» EXERCISE
Put the material into a numbered list, one line per item, starting with its first line and going on through the line that contains "box: [133, 50, 154, 76]". Leave out blank lines and pictures.

» INPUT FOR THIS TASK
· · ·

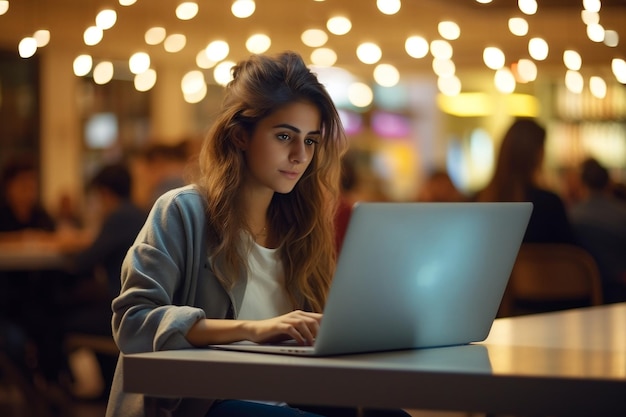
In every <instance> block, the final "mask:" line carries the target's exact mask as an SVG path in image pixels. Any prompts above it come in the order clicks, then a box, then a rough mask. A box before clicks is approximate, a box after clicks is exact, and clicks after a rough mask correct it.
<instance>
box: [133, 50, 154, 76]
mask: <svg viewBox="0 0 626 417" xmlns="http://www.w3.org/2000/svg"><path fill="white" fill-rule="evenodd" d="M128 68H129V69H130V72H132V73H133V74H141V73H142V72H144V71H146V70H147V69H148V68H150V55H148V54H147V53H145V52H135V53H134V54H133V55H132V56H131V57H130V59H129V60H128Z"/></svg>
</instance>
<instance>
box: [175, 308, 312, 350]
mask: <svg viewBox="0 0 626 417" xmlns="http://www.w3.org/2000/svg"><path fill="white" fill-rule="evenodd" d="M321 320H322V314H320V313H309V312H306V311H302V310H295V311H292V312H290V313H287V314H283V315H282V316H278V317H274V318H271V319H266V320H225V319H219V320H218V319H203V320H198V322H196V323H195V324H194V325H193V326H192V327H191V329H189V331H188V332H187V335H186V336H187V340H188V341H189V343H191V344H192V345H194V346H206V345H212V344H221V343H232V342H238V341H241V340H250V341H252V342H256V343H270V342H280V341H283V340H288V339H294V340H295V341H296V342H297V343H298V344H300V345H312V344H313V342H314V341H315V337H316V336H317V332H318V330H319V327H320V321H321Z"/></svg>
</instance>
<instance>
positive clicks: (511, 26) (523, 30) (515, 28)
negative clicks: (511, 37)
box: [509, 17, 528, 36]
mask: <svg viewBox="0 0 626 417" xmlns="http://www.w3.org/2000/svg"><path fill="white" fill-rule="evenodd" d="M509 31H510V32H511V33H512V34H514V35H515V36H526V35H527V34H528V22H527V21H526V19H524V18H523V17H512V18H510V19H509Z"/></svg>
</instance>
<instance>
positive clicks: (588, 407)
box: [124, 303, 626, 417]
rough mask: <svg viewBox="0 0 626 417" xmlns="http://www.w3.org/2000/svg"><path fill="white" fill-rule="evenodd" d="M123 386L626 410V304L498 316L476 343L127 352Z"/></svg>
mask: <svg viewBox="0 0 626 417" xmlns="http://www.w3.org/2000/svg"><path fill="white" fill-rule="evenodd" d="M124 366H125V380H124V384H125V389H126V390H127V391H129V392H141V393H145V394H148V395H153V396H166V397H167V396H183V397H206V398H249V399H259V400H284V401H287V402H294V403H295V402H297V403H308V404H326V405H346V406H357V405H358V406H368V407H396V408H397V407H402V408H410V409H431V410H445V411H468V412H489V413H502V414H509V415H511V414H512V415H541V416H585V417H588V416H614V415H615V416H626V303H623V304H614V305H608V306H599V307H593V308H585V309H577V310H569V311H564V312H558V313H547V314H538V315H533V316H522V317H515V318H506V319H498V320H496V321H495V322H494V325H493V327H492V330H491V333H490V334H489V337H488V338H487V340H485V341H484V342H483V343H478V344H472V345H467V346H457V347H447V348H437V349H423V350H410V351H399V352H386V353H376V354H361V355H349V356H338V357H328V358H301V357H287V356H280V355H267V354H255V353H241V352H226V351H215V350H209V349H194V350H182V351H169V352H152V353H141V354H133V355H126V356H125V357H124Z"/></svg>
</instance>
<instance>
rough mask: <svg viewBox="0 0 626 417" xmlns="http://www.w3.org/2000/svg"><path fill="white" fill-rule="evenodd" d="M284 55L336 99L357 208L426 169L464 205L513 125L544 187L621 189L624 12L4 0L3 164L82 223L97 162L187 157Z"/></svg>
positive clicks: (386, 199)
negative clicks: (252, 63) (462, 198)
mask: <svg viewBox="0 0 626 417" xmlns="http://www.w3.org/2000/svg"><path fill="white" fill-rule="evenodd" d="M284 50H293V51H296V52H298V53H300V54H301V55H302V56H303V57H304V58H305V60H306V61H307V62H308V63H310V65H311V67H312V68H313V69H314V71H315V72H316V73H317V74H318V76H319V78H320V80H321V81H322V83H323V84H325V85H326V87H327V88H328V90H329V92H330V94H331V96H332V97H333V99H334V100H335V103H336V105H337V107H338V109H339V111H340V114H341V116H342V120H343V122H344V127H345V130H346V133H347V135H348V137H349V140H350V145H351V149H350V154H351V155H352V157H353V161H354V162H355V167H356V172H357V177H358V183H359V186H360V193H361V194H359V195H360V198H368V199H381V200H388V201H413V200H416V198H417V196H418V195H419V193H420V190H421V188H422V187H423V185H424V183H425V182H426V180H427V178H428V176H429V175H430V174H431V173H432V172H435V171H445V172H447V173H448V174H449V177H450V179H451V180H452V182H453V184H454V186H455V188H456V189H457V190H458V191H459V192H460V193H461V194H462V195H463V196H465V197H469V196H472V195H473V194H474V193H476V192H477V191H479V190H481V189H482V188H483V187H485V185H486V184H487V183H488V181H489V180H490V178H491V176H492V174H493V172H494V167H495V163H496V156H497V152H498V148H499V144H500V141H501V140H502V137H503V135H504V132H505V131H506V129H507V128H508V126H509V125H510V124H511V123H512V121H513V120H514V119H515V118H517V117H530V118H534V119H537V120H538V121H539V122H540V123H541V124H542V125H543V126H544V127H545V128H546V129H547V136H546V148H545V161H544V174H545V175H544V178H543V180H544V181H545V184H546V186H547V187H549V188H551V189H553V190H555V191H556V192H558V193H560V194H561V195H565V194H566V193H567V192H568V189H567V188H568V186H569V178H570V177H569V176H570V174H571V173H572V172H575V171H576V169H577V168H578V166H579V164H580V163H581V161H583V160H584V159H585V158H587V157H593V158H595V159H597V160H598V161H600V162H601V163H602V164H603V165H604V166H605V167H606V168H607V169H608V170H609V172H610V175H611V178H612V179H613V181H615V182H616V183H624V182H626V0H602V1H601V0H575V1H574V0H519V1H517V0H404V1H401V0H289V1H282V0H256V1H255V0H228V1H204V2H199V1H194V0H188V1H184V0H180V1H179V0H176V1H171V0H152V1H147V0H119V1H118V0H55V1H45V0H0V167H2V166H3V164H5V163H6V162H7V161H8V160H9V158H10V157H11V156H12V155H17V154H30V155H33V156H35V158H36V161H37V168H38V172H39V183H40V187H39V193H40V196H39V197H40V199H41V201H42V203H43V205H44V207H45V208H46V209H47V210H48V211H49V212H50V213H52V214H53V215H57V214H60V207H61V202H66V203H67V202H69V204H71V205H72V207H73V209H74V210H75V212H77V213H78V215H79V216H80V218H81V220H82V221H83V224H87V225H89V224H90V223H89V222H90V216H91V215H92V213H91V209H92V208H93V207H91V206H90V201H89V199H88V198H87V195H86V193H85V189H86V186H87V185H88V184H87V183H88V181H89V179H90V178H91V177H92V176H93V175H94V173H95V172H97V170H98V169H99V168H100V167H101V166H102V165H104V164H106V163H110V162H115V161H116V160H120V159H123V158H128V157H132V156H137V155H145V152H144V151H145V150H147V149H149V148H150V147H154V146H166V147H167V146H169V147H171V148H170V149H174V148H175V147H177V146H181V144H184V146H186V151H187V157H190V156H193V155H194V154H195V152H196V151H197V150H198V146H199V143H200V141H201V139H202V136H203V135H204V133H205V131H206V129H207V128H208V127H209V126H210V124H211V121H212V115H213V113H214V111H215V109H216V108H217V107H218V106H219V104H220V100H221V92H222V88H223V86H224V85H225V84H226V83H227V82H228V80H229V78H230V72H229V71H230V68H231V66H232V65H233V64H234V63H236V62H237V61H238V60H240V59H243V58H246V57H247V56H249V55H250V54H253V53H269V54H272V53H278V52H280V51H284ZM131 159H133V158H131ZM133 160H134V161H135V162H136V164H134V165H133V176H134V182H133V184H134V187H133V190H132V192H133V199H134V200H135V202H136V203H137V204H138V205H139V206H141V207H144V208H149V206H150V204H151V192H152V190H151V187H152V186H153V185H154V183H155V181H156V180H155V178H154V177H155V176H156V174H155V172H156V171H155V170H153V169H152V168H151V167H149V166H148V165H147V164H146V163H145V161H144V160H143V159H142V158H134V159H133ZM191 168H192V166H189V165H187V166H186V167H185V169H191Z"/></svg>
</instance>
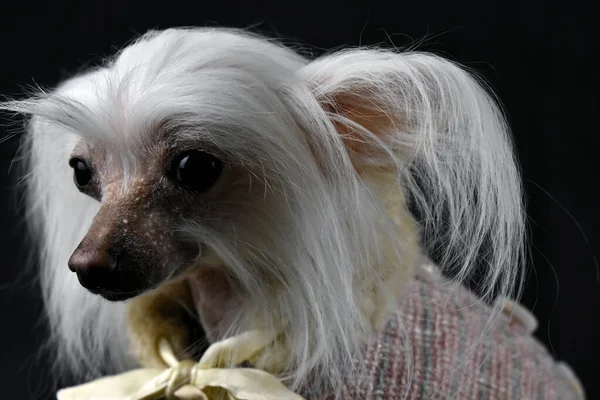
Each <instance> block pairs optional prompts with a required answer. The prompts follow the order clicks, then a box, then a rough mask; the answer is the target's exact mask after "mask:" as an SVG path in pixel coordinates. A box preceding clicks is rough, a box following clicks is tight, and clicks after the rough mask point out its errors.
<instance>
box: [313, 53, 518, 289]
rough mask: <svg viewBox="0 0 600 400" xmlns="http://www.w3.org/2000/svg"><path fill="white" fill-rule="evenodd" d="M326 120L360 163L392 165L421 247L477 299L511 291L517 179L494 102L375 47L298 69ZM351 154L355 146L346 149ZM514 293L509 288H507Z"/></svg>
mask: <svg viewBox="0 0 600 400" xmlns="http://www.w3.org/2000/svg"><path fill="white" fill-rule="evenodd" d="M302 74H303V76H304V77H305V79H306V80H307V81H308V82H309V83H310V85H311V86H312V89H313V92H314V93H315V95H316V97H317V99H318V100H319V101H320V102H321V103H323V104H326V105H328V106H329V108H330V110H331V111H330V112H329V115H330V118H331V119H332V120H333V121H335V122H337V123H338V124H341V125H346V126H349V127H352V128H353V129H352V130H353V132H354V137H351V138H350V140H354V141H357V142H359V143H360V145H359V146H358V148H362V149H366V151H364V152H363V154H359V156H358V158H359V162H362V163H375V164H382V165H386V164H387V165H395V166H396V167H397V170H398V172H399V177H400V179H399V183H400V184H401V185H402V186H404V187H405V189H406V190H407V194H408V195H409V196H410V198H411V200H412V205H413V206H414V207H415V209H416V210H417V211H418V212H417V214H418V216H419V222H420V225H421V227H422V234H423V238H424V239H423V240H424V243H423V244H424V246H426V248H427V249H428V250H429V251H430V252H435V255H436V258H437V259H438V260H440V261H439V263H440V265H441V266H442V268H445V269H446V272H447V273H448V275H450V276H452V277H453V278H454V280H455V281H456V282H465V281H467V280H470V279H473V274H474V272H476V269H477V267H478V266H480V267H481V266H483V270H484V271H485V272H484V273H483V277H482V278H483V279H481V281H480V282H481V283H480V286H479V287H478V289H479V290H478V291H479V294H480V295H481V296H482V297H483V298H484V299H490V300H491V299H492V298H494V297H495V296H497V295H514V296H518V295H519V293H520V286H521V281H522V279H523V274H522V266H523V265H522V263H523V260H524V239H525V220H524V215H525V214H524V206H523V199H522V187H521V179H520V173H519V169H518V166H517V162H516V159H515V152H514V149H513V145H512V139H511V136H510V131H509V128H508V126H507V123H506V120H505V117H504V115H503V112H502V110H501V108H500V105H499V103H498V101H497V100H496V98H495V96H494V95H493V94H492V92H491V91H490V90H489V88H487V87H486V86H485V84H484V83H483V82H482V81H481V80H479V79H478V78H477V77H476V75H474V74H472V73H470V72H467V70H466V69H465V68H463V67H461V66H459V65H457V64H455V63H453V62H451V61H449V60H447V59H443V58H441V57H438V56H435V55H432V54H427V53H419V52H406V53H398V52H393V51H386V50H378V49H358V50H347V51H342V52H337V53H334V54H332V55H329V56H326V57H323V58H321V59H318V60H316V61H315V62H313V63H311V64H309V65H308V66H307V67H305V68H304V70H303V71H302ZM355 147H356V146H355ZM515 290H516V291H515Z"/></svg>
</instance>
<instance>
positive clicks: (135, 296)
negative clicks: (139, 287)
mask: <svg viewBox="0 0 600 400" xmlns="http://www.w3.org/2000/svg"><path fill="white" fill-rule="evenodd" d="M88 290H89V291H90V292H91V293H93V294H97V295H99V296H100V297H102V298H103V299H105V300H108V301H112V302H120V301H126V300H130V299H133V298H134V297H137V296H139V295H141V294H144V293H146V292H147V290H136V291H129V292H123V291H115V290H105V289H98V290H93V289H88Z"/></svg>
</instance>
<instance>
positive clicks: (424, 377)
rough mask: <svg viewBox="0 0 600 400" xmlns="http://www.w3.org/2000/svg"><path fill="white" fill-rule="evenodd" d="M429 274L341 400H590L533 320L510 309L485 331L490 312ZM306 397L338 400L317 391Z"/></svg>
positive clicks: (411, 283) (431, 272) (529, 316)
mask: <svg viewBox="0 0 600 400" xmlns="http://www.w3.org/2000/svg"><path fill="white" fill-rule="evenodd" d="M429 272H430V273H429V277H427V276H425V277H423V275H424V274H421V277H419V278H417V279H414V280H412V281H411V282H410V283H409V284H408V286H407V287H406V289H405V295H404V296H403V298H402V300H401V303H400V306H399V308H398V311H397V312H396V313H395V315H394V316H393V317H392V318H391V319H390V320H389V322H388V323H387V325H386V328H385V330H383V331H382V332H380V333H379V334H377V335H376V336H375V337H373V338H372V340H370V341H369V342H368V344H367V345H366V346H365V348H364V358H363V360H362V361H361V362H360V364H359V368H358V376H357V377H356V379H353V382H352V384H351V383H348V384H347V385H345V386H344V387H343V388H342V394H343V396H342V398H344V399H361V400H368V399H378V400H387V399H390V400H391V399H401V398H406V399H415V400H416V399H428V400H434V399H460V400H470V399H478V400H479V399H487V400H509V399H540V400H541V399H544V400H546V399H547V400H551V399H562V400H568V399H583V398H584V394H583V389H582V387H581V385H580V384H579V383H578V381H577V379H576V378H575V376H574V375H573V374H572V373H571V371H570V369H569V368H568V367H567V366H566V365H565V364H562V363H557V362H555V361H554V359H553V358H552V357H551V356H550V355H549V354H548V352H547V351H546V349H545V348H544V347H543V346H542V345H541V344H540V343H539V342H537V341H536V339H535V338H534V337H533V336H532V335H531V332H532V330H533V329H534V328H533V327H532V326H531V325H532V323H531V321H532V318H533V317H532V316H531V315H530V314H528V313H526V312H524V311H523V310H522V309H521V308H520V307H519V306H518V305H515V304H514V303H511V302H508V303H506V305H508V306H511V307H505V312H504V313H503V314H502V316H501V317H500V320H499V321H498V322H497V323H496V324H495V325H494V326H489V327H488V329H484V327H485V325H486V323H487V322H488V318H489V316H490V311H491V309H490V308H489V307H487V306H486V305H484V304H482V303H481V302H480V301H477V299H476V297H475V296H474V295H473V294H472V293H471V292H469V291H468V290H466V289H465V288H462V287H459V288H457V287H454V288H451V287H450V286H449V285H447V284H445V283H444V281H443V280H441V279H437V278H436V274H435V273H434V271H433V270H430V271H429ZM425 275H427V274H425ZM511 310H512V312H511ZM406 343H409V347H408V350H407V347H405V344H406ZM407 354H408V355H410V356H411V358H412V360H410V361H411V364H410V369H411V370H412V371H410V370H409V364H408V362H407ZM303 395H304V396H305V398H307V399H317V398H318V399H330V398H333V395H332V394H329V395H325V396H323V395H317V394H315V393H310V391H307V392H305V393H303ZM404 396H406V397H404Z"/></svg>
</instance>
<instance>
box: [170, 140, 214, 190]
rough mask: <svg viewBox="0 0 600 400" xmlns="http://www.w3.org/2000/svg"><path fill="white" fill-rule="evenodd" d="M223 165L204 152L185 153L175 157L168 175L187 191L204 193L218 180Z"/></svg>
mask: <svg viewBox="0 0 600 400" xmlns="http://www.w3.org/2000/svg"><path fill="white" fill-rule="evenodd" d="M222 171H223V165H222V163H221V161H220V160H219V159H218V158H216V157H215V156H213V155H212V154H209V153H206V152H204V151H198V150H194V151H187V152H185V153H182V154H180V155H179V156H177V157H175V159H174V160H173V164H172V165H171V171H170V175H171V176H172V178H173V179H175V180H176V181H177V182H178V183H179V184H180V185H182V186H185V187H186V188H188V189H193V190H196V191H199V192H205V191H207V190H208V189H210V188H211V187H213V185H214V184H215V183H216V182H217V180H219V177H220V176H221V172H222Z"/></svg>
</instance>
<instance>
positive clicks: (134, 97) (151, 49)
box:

· · ·

» OUTPUT OF THE TASK
1. In every <instance> block, the final "mask:" line carries the target's exact mask as an SVG path in image pixels. Any prompts above it come in the order clicks, then a box, then a rough mask. A box before clicks is approximate, a box after clicks is exact, and clicks after a rough mask correct it.
2. <instance>
3. box: [133, 50, 154, 76]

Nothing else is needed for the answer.